_GIVEN EXERCISE A_
Pull out each line of the listing below that contains the word "door".

_TEXT PROVIDED_
Fig. 3: Population potentially exposed to fluoride >1.5 mg/L in groundwater.
figure 3

Calculations are made according to the hybrid approach, with a the number of people potentially affected by continent and b the percentage of the total population that this represents. The error bars represent the low and high estimates of affected population (see text).

Discussion

The geospatial prediction model is dominated by climate parameters. In the combined model, these same variables are comparably important to the in-situ chemical parameters, which themselves also have a climate signature (related to aridity). This is not surprising given the relative abundance of fluorine in Earth’s crust and that climatic conditions control the water cycle, relate directly to the evaporative concentration of fluoride, and affect soil pH, and thereby fluoride retention. In addition, climate can be influenced by topography (e.g., orographic controls on cloud formation and wind patterns), which is also represented in the model through three topographic variables.

_GIVEN EXERCISE B_
In the passage on groundwater fluoride, what do the error bars in Fig. 3 represent?

_EXERCISE INPUT_
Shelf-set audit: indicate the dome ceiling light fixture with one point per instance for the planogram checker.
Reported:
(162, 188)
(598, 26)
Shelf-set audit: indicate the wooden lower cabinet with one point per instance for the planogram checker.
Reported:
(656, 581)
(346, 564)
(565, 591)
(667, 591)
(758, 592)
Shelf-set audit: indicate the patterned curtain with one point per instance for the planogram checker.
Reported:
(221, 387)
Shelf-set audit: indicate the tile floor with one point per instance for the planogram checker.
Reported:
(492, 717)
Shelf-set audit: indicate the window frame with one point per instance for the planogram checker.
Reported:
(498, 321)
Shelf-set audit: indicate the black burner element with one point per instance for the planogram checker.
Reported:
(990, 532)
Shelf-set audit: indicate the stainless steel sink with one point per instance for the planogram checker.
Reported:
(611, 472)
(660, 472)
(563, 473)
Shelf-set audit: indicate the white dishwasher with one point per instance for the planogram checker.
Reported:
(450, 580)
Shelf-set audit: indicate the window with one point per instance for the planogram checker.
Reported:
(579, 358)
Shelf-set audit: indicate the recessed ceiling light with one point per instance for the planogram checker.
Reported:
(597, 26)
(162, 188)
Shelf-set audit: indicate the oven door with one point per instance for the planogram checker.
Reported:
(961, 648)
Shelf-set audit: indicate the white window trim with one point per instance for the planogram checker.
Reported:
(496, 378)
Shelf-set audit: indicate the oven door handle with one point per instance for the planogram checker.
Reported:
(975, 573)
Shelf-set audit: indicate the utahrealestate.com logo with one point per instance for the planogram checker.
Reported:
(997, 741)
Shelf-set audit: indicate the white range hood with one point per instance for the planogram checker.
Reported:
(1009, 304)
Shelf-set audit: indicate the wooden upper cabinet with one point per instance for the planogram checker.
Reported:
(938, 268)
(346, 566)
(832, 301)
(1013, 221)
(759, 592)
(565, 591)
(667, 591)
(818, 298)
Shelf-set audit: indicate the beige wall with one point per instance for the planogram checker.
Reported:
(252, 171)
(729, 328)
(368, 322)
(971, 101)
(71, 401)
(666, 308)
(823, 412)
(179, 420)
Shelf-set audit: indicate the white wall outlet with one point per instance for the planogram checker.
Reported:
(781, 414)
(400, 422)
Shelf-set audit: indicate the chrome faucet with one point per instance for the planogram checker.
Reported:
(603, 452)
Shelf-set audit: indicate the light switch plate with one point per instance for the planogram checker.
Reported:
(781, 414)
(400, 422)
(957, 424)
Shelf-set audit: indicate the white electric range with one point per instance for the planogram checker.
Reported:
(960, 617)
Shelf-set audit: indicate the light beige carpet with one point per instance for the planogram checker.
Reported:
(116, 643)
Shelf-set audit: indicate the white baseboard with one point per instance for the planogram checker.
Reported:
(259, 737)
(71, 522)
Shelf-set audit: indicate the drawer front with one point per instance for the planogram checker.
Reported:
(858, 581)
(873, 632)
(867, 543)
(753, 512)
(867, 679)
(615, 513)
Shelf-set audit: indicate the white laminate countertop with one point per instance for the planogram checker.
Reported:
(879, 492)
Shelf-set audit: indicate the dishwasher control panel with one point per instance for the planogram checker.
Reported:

_WRITTEN REPLY A_
Shelf-set audit: indicate the oven door with one point per instance for the planogram checker.
Shelf-set audit: indicate the oven door handle with one point per instance for the planogram checker.

_WRITTEN REPLY B_
They represent the low and high estimates of the affected population.